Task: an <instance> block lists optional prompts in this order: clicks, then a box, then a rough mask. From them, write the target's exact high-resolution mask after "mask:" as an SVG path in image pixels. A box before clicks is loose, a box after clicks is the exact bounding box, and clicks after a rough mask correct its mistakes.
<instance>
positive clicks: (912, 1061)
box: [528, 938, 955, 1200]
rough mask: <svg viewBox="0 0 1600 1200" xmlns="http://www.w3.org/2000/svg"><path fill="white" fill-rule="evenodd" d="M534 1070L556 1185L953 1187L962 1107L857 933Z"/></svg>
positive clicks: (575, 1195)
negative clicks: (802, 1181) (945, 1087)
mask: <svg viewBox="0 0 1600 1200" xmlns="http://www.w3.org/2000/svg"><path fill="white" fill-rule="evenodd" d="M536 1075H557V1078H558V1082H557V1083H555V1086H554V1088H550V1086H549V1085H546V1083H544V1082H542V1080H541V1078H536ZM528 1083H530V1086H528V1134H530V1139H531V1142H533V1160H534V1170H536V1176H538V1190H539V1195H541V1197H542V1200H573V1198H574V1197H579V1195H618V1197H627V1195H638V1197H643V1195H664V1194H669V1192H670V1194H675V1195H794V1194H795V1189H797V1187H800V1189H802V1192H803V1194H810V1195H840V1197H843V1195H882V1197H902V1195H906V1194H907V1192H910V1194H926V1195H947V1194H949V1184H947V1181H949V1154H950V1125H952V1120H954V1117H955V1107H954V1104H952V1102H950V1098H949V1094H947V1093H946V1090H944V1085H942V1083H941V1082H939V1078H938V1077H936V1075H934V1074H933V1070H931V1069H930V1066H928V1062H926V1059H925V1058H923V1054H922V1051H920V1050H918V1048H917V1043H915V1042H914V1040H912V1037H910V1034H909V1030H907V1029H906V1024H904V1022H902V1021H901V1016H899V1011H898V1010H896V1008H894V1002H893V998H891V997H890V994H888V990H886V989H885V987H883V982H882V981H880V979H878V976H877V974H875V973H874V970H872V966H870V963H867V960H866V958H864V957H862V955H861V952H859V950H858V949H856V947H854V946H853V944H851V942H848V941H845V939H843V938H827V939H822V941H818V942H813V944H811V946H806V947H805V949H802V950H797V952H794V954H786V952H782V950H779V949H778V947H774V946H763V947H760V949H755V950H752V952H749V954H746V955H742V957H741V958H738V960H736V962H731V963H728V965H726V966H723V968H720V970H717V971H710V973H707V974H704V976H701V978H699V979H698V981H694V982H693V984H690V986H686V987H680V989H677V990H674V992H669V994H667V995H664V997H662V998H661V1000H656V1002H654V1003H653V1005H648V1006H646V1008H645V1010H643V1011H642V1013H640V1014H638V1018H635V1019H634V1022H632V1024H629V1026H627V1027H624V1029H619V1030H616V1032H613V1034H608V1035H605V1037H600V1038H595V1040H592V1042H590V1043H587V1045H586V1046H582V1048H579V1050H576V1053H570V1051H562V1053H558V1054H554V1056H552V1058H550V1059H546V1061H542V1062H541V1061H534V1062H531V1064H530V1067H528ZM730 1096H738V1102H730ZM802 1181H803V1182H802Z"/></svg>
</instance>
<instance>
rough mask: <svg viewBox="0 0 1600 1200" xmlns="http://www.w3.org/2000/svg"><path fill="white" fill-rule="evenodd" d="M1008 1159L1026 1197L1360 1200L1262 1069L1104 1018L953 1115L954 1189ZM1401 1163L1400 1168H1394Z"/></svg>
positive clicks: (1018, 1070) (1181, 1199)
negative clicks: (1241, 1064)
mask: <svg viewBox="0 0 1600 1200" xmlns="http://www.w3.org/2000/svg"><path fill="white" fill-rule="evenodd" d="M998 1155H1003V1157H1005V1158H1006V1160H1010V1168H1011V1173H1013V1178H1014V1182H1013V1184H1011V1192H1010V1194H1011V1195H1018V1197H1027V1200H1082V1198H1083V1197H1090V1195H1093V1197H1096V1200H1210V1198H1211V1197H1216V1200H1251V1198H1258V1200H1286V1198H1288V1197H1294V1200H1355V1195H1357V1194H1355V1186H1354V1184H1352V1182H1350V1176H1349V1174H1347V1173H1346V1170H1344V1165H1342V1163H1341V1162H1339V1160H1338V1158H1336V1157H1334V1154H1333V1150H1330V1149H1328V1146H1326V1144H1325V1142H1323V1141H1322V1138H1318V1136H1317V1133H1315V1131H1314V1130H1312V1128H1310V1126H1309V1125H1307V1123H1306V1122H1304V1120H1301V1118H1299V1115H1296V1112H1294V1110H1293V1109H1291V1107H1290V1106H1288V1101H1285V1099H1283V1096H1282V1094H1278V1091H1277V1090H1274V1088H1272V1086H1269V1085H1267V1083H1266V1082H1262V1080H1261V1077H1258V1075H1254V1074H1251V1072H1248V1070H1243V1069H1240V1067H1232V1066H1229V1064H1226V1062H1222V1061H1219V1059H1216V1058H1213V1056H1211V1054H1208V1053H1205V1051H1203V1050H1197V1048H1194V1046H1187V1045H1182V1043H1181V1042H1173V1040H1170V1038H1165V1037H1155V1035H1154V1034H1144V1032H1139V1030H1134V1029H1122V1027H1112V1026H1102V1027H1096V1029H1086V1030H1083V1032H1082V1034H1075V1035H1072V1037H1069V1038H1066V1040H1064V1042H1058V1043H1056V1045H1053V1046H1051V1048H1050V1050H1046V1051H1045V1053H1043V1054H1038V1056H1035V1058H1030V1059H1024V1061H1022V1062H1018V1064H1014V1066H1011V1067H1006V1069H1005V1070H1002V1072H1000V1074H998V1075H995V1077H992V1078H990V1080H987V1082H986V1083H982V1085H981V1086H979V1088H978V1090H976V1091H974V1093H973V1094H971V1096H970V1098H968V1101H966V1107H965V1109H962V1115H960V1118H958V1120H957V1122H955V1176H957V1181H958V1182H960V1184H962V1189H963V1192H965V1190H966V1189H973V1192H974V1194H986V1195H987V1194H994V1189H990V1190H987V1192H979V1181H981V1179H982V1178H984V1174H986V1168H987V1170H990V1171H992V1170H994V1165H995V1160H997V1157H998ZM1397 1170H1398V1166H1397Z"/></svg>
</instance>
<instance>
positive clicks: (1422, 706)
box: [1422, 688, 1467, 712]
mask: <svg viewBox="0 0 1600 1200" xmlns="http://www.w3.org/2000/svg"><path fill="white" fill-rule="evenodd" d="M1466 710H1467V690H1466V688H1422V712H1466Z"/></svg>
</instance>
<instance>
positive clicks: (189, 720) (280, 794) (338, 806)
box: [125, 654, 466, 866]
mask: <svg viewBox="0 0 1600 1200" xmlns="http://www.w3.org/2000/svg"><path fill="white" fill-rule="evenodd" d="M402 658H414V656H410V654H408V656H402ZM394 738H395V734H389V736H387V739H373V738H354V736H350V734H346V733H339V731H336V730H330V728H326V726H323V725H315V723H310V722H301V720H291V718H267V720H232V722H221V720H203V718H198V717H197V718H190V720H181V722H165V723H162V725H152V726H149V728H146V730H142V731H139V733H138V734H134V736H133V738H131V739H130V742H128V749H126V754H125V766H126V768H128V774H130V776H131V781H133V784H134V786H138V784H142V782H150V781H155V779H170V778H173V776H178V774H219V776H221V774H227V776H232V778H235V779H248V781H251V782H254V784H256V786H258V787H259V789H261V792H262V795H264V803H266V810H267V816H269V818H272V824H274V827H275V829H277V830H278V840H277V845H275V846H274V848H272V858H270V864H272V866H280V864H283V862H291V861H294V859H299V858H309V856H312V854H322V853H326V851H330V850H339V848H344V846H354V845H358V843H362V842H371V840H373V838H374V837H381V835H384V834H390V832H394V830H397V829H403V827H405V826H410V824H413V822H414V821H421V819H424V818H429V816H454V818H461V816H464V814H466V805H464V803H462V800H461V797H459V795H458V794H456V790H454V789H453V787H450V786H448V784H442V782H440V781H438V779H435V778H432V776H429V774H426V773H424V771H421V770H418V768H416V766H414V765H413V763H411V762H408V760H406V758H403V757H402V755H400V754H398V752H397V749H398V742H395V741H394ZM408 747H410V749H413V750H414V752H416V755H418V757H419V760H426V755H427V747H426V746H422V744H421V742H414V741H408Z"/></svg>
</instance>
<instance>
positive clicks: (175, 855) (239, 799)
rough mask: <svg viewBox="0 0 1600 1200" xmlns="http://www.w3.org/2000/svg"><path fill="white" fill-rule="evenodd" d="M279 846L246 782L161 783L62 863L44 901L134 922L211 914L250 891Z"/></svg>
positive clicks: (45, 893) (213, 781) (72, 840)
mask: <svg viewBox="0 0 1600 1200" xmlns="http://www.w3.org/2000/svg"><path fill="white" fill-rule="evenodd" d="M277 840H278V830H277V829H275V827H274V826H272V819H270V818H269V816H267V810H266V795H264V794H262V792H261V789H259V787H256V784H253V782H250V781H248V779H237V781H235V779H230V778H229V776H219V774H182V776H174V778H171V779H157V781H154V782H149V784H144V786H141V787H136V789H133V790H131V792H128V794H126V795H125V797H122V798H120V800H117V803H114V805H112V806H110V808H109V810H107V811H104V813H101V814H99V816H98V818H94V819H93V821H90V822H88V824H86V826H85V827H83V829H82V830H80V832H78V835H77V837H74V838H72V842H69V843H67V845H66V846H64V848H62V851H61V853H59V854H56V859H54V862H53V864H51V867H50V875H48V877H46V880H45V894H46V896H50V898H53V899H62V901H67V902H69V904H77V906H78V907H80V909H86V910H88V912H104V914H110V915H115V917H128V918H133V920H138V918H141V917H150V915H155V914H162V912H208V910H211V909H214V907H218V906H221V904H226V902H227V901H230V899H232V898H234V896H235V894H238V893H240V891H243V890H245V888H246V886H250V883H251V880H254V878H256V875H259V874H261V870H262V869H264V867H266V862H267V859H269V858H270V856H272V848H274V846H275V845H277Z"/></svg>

═══

### Instructions for the task
Copy out, word for word, the rows that begin with the line containing "1070L556 1185L953 1187L962" and end with the line containing "positive clicks: (575, 1195)", both included.

### Result of this task
rough mask: <svg viewBox="0 0 1600 1200" xmlns="http://www.w3.org/2000/svg"><path fill="white" fill-rule="evenodd" d="M534 1070L556 1185L953 1187L962 1107L857 933Z"/></svg>
positive clicks: (575, 1195)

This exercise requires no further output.